───── Available data

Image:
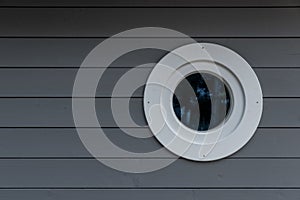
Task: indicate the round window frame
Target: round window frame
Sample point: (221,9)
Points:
(227,114)
(216,143)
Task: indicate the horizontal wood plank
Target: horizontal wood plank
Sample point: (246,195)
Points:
(83,173)
(196,22)
(68,52)
(65,143)
(148,3)
(59,82)
(149,194)
(57,112)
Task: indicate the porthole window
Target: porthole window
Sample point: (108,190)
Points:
(212,103)
(203,101)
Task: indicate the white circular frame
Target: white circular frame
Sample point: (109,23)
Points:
(218,142)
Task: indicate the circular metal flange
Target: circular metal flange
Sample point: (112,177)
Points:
(220,141)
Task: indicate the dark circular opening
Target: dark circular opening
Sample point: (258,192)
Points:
(202,101)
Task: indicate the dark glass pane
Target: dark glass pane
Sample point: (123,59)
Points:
(201,101)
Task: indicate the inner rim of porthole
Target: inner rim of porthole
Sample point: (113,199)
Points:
(228,92)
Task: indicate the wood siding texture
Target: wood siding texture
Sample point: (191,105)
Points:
(42,44)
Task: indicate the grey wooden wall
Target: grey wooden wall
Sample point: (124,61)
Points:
(42,44)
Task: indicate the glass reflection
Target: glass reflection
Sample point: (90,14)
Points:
(210,98)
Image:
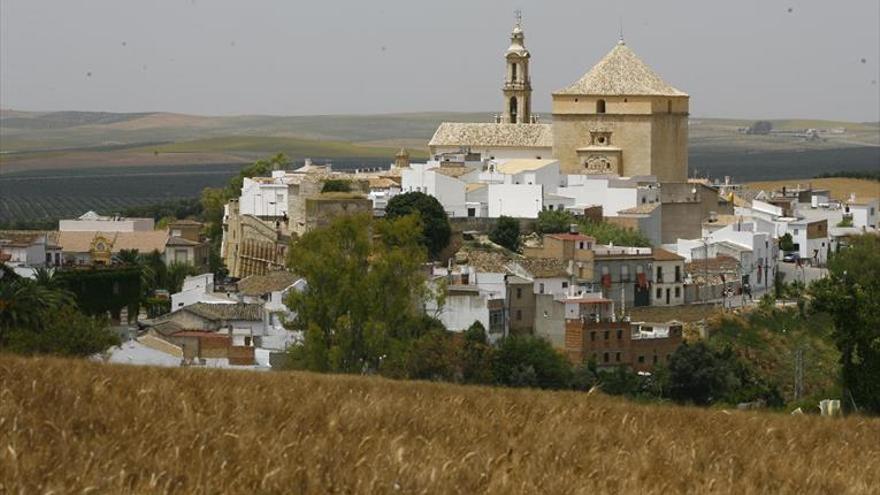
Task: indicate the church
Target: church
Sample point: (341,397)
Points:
(620,118)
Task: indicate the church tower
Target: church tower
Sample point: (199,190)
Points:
(517,85)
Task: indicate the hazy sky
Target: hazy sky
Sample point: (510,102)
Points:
(742,58)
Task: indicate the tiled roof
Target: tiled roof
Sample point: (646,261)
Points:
(493,135)
(621,73)
(257,285)
(519,165)
(544,267)
(217,312)
(454,172)
(640,209)
(144,242)
(180,241)
(661,254)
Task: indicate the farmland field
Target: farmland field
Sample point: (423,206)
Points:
(60,164)
(77,427)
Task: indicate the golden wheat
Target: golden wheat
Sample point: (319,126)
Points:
(71,426)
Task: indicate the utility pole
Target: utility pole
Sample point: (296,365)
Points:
(798,373)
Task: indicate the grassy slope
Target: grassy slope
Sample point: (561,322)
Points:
(840,188)
(73,426)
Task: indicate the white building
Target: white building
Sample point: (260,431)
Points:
(755,251)
(613,194)
(92,222)
(264,196)
(446,183)
(198,289)
(863,212)
(494,141)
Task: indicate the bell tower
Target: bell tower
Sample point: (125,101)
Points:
(517,85)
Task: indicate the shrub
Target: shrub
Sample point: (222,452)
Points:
(506,233)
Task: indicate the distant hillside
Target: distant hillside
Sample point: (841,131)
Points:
(74,426)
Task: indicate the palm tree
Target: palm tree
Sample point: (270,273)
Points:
(26,303)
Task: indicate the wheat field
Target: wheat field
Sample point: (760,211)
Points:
(78,427)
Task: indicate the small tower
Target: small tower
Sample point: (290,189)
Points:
(517,85)
(401,159)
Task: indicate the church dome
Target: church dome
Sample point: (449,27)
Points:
(621,73)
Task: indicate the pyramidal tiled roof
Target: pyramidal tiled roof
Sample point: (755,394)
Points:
(621,72)
(494,135)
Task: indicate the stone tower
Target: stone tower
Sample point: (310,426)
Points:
(621,118)
(517,85)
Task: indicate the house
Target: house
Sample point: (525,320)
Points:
(668,288)
(92,222)
(863,212)
(99,248)
(271,290)
(187,245)
(31,249)
(198,289)
(475,291)
(446,181)
(624,274)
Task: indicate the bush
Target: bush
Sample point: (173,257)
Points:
(65,332)
(530,361)
(506,233)
(336,185)
(553,221)
(435,223)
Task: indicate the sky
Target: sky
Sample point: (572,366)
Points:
(738,59)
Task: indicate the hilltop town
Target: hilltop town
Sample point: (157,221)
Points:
(585,233)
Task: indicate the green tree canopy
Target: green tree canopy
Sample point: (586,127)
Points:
(435,227)
(526,361)
(851,295)
(365,286)
(608,233)
(554,221)
(506,233)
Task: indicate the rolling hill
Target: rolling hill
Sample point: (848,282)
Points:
(75,426)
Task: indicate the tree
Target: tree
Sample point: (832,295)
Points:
(851,295)
(476,355)
(25,304)
(553,221)
(434,221)
(699,375)
(336,185)
(64,331)
(364,288)
(526,361)
(506,233)
(609,233)
(786,243)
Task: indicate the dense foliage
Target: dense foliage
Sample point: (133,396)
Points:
(553,221)
(505,233)
(851,295)
(434,221)
(40,316)
(609,233)
(336,185)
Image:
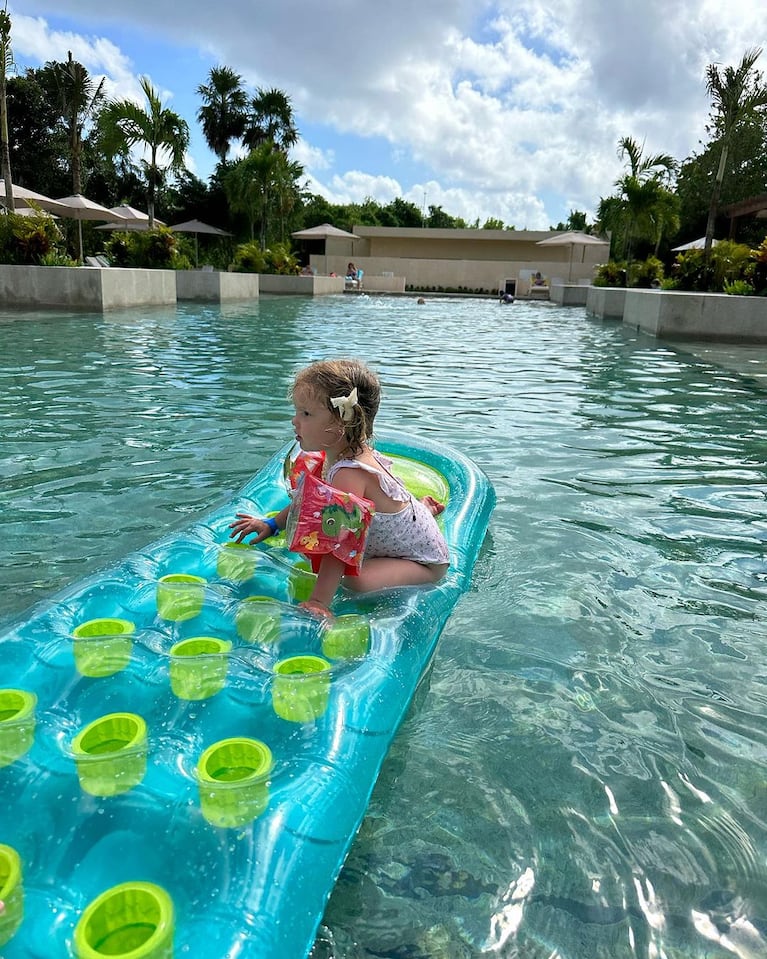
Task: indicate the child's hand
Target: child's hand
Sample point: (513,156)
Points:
(245,524)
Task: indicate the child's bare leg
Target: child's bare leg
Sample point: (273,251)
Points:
(434,506)
(383,572)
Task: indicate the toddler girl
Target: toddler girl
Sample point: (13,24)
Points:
(336,402)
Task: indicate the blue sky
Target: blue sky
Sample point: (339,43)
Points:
(504,109)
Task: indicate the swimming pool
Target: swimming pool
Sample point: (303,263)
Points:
(584,775)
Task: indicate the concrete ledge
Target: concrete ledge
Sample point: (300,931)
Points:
(606,302)
(211,286)
(718,317)
(569,294)
(85,288)
(302,285)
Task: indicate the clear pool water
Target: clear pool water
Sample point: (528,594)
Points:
(585,774)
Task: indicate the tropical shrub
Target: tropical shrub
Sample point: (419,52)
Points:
(26,240)
(612,273)
(759,268)
(728,263)
(738,288)
(646,273)
(279,259)
(147,249)
(249,258)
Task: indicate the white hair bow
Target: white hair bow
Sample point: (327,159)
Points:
(345,405)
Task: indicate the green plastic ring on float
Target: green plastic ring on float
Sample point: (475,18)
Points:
(11,893)
(17,724)
(134,920)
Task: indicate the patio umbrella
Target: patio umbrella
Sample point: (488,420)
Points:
(323,232)
(197,227)
(79,207)
(24,197)
(572,239)
(133,219)
(698,244)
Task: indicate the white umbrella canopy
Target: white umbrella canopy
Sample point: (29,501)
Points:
(698,244)
(572,238)
(197,227)
(24,197)
(322,232)
(133,219)
(79,207)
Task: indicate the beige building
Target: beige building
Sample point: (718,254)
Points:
(453,259)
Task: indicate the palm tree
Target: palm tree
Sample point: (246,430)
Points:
(248,186)
(78,99)
(271,121)
(736,94)
(223,115)
(6,64)
(641,191)
(160,131)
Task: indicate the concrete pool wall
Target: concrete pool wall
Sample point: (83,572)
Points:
(85,288)
(676,315)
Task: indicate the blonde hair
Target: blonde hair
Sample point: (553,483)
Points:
(328,379)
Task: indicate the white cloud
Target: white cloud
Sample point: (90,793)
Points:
(502,109)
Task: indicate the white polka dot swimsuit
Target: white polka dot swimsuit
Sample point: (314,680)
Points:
(412,533)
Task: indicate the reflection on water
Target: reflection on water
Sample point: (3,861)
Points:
(583,775)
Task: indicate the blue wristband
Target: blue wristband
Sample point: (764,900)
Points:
(271,522)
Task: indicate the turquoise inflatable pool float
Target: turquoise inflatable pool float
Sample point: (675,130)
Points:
(185,756)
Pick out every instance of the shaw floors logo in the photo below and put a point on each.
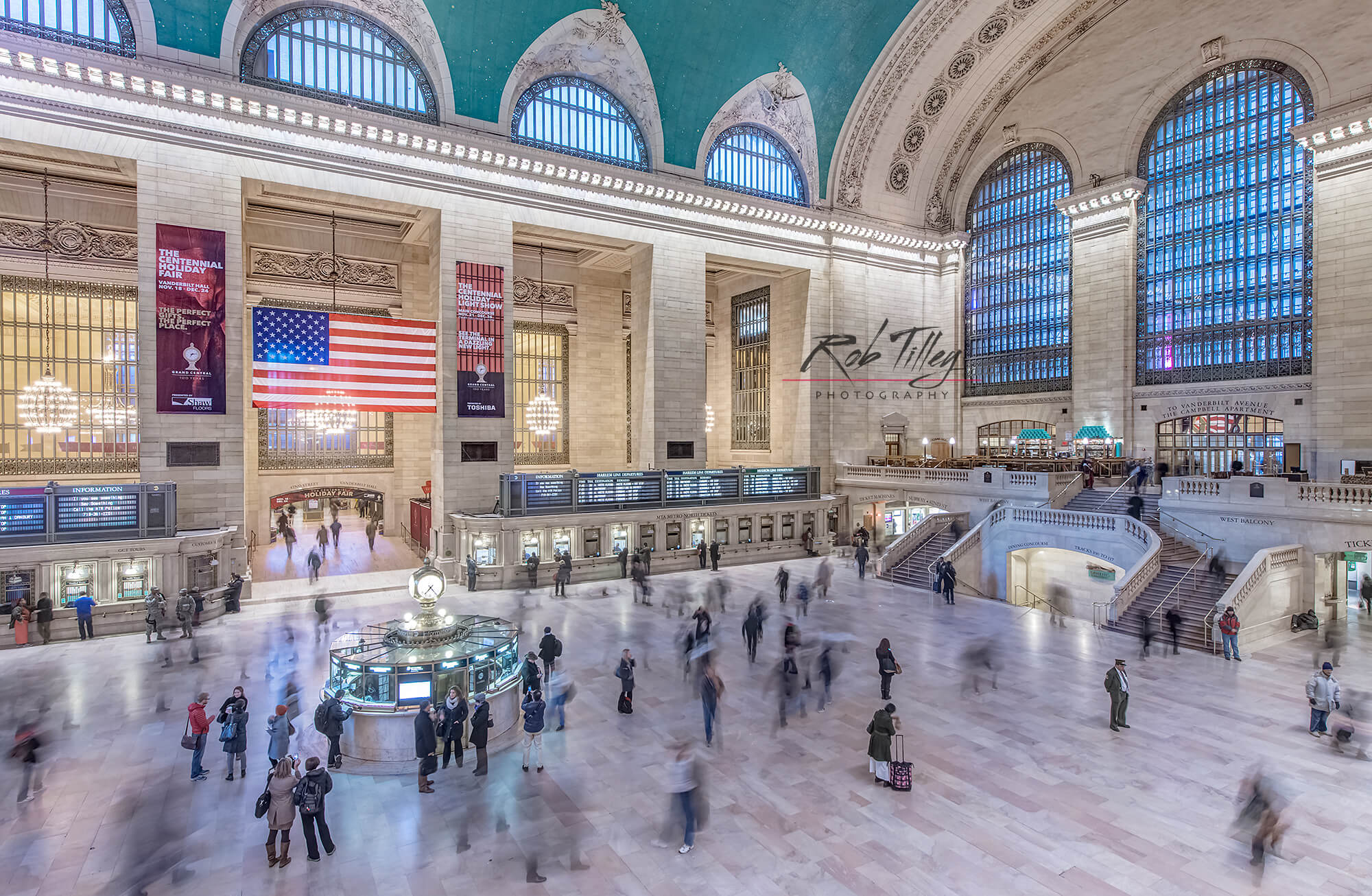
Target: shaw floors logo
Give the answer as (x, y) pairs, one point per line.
(923, 366)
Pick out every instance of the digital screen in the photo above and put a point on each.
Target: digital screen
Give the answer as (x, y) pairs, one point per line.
(21, 511)
(706, 485)
(633, 488)
(98, 511)
(554, 492)
(776, 482)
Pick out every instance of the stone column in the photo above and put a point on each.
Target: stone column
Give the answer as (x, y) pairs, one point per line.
(1105, 308)
(669, 355)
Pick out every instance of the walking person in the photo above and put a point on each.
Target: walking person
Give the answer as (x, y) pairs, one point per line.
(482, 724)
(887, 668)
(1117, 685)
(43, 614)
(455, 721)
(1230, 633)
(281, 814)
(882, 729)
(198, 727)
(309, 797)
(1323, 694)
(234, 735)
(533, 709)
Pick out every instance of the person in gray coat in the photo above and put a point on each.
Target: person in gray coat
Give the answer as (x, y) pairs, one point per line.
(278, 736)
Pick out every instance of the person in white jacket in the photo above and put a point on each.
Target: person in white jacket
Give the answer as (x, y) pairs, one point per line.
(1323, 692)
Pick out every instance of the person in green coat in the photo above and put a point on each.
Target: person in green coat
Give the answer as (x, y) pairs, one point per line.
(882, 729)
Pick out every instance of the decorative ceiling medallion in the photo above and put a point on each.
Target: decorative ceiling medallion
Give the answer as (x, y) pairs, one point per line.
(993, 31)
(899, 179)
(935, 101)
(961, 65)
(914, 139)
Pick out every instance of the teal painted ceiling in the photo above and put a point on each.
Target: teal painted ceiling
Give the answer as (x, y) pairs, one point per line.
(699, 53)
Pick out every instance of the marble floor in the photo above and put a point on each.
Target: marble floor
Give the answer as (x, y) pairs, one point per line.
(1021, 790)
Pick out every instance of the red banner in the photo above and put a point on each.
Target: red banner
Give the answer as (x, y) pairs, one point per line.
(191, 308)
(481, 341)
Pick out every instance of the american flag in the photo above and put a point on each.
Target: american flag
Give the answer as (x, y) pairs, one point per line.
(311, 359)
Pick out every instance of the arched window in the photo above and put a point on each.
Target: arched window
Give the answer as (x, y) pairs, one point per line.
(1226, 235)
(1017, 331)
(573, 116)
(93, 24)
(750, 160)
(340, 57)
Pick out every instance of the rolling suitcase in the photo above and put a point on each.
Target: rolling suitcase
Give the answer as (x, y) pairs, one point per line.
(901, 770)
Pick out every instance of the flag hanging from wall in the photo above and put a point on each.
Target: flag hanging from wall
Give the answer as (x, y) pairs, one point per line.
(316, 359)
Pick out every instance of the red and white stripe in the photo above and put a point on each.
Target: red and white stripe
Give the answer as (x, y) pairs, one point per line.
(377, 363)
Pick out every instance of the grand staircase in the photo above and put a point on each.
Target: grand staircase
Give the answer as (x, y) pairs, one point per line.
(1197, 591)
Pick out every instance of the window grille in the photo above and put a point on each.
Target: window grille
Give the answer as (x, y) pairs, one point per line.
(577, 117)
(1017, 334)
(102, 25)
(95, 349)
(1226, 238)
(753, 370)
(750, 160)
(341, 57)
(541, 362)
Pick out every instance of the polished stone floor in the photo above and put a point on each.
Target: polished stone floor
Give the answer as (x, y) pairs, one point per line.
(1023, 790)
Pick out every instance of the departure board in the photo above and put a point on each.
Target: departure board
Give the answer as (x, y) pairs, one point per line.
(544, 492)
(21, 511)
(694, 486)
(98, 510)
(628, 488)
(781, 482)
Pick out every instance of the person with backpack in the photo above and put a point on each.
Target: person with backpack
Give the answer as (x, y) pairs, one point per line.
(309, 799)
(234, 736)
(549, 650)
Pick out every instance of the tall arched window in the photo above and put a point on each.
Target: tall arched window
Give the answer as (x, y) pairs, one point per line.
(93, 24)
(341, 57)
(1017, 331)
(1225, 239)
(574, 116)
(751, 160)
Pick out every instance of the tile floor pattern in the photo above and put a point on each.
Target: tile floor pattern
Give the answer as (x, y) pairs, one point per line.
(1017, 791)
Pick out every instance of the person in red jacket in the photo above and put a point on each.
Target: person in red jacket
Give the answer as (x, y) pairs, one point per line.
(198, 727)
(1230, 633)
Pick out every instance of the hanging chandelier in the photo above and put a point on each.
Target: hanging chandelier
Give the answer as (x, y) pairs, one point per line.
(46, 405)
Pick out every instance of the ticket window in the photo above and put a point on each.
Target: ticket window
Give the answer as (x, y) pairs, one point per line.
(75, 580)
(698, 533)
(132, 580)
(202, 571)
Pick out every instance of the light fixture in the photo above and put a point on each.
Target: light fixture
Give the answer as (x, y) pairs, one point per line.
(46, 405)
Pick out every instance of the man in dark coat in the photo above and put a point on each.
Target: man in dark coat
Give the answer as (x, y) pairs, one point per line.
(481, 724)
(426, 744)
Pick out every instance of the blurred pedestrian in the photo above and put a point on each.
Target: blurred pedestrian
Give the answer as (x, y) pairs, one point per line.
(1323, 694)
(281, 814)
(882, 729)
(533, 709)
(887, 668)
(482, 724)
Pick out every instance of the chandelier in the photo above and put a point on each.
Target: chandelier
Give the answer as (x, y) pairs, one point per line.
(46, 405)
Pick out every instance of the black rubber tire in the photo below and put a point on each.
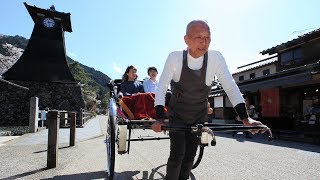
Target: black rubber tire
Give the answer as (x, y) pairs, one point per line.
(110, 143)
(197, 162)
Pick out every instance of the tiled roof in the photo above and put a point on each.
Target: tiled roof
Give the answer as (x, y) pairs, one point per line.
(256, 64)
(301, 39)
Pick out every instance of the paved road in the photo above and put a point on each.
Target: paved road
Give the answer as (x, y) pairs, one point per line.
(232, 158)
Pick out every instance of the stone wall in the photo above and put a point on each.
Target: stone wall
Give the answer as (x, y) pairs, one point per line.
(15, 101)
(15, 105)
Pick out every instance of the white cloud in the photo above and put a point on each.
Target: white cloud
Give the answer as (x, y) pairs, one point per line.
(116, 67)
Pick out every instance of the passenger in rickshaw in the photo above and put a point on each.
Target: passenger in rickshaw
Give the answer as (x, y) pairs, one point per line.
(151, 84)
(134, 101)
(129, 84)
(191, 73)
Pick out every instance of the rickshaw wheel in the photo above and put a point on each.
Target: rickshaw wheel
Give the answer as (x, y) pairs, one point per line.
(197, 162)
(110, 143)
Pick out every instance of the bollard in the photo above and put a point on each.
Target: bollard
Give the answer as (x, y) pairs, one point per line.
(81, 117)
(72, 129)
(33, 119)
(53, 120)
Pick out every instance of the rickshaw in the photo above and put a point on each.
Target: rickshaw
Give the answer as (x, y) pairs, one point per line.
(119, 129)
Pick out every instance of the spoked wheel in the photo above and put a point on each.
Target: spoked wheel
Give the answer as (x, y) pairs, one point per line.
(110, 143)
(198, 156)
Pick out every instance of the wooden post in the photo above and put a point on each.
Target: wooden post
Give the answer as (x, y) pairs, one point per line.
(53, 120)
(34, 112)
(81, 117)
(63, 119)
(72, 129)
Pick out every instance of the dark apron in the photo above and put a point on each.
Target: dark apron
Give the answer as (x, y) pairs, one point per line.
(188, 106)
(189, 100)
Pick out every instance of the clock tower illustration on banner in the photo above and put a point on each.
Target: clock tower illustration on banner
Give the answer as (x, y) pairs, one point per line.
(44, 58)
(43, 68)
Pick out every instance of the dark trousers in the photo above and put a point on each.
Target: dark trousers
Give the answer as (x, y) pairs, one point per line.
(183, 148)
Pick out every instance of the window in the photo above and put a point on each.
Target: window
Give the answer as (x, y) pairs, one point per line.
(241, 78)
(252, 75)
(266, 72)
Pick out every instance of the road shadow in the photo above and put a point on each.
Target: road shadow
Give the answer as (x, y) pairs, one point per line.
(263, 138)
(89, 175)
(25, 174)
(63, 147)
(154, 175)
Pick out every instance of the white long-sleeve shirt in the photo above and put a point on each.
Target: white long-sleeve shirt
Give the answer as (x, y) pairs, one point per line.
(216, 66)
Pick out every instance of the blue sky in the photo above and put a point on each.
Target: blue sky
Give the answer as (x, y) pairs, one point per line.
(110, 35)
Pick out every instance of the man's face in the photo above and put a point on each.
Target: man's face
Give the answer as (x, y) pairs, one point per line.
(198, 40)
(153, 74)
(132, 74)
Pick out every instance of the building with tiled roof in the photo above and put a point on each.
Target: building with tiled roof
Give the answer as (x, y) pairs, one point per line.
(283, 87)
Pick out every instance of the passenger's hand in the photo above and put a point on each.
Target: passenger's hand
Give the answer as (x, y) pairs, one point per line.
(157, 126)
(251, 122)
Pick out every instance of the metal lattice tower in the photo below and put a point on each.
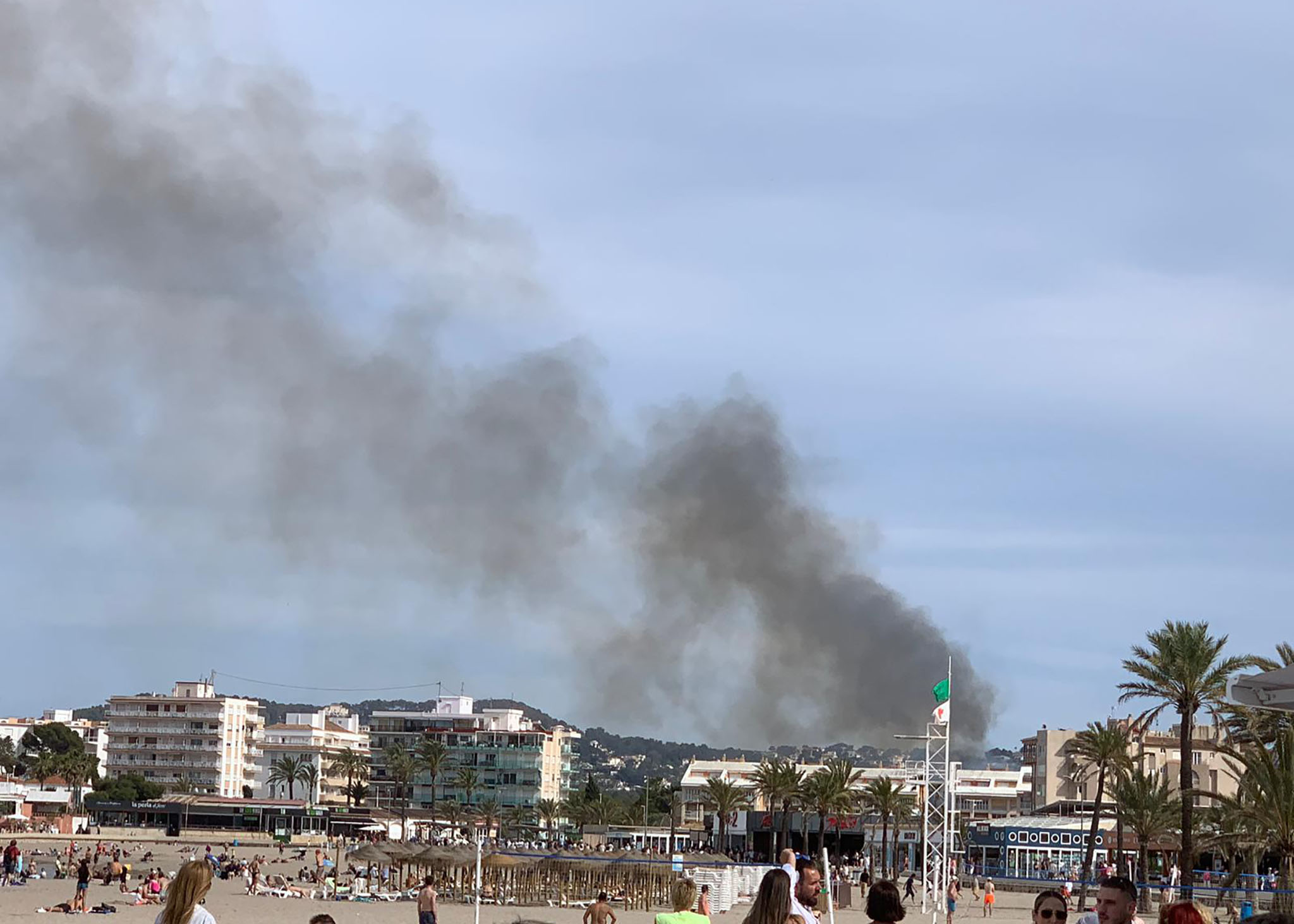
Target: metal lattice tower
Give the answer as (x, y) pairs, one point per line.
(936, 817)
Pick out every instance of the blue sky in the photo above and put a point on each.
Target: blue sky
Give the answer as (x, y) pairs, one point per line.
(1016, 276)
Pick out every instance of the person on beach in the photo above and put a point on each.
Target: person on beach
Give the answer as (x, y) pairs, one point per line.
(427, 903)
(682, 900)
(1049, 908)
(1116, 904)
(771, 903)
(884, 906)
(11, 862)
(185, 896)
(600, 913)
(805, 884)
(82, 885)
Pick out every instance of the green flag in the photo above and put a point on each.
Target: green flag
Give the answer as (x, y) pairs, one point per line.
(941, 692)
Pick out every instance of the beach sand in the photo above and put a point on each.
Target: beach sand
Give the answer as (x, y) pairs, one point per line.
(229, 905)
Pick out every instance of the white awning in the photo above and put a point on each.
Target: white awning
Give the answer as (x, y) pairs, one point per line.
(1270, 690)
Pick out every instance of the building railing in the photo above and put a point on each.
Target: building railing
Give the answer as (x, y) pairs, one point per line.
(162, 746)
(118, 712)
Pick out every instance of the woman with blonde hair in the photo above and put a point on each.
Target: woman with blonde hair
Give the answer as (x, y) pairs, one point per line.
(185, 896)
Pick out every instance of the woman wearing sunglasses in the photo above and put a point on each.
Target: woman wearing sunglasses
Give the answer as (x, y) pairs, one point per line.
(1049, 908)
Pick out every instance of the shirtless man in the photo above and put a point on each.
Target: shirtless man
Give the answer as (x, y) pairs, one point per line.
(427, 903)
(600, 913)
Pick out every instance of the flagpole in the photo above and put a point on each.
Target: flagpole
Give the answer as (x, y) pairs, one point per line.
(949, 787)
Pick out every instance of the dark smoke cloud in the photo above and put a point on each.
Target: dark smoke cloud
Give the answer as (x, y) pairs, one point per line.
(236, 296)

──────────

Work to complete: Set down precisely the lines above between the line holding "Target: concrete pool wall" and the line holding "Target: white polka dot swimsuit", inclusive, and nothing beyond them.

Exercise answer:
Target: concrete pool wall
Sample point: (83,572)
Points:
(85,288)
(676,315)
Task: indicate the blonde hair
Target: blonde hair
Sample point: (553,483)
Points:
(328,379)
Task: indicate the white cloud
Target: white cloud
Sample point: (90,793)
Points:
(502,109)
Task: indicate the white polka dot swimsuit
Target: white polka dot swimsuit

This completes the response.